* **YOUR INSTRUCTIONS**:
Filter the listing below down to the lines with the word "flower" and copy those.
(DATASET EXTRACT)
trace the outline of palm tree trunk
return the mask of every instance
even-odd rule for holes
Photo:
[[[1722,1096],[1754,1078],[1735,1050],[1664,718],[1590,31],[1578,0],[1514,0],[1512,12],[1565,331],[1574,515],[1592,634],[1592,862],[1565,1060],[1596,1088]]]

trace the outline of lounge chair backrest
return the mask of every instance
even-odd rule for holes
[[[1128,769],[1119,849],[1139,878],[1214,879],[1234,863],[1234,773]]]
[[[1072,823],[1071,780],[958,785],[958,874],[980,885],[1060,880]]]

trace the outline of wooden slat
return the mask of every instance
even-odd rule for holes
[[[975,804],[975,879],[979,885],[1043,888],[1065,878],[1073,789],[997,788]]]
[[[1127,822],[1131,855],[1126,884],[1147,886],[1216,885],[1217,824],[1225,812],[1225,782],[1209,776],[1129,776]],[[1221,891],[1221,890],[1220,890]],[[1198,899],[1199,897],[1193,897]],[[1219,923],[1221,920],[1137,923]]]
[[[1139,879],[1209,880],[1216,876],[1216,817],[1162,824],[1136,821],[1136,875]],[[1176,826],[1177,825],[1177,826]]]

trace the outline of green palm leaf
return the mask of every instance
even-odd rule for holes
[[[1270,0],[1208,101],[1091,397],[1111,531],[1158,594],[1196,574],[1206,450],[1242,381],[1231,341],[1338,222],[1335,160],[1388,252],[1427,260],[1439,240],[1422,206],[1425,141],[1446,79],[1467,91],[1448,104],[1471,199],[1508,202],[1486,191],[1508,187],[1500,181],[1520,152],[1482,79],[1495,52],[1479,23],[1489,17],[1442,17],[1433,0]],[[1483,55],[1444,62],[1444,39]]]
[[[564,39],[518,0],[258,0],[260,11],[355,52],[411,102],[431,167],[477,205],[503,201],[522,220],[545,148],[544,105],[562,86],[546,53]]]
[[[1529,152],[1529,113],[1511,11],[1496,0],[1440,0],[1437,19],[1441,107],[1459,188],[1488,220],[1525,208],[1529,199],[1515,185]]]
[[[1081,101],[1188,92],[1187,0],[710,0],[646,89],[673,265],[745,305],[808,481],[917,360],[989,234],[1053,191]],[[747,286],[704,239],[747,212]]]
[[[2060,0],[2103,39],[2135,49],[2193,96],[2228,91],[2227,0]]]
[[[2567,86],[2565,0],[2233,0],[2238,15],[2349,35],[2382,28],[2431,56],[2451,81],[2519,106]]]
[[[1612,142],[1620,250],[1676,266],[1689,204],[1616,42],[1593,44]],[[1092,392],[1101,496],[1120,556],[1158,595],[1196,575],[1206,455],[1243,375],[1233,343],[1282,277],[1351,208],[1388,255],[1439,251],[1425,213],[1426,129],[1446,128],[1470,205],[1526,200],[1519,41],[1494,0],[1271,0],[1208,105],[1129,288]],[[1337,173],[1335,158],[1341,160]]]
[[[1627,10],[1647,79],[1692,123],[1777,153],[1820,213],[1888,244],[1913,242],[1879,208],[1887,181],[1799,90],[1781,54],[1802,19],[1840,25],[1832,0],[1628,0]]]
(End DATASET EXTRACT)
(DATASET EXTRACT)
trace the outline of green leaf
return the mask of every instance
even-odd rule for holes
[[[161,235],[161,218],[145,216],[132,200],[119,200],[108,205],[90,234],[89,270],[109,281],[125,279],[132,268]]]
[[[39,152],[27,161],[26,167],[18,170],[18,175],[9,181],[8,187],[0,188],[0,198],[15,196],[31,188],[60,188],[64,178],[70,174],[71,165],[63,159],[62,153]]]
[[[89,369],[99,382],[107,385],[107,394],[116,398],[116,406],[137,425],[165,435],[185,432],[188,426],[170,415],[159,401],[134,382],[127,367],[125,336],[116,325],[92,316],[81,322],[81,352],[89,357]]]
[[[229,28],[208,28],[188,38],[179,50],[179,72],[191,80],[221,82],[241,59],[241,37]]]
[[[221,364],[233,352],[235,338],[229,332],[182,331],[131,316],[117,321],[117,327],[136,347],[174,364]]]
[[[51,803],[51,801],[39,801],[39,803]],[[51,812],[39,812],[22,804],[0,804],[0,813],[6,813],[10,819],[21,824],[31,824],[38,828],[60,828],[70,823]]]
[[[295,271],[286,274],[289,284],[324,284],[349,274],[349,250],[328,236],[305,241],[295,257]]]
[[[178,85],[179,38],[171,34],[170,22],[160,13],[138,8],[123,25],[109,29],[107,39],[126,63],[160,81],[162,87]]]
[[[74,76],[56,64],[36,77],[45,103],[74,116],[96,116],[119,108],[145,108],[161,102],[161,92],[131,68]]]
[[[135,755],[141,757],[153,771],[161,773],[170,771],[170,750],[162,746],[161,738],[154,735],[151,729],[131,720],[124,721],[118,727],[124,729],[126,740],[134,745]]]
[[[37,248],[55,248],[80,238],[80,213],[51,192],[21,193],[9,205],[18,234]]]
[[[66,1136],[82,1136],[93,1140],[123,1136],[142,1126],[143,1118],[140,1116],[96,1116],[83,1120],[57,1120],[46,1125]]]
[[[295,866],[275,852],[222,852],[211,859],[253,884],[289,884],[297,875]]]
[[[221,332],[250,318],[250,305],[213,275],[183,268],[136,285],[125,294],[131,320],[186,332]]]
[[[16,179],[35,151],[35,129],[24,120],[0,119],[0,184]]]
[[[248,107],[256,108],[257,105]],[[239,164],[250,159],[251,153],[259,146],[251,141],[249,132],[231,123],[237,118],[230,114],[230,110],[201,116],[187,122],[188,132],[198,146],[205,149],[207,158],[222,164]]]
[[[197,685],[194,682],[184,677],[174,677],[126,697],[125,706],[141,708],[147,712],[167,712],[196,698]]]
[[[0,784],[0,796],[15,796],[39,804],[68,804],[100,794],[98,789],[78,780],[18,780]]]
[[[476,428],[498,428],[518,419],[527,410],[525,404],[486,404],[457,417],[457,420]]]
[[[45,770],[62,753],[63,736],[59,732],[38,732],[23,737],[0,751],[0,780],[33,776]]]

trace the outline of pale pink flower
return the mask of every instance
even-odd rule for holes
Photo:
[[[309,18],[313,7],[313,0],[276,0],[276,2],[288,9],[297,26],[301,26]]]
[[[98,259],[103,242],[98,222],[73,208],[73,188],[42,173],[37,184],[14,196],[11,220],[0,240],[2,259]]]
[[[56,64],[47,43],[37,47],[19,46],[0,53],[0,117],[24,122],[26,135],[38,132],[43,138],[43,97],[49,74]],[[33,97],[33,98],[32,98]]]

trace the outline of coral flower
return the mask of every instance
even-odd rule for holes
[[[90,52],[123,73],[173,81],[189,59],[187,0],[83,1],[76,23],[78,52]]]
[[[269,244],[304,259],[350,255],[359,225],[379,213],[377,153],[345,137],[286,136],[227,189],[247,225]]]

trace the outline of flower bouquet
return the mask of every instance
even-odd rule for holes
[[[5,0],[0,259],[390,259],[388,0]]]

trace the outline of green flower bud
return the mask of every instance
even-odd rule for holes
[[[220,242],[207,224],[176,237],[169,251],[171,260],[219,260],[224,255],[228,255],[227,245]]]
(End DATASET EXTRACT)
* **FINISHED EXERCISE**:
trace the outline of pale pink flower
trace the outline of coral flower
trace the outline of flower bouquet
trace the outline of green flower bud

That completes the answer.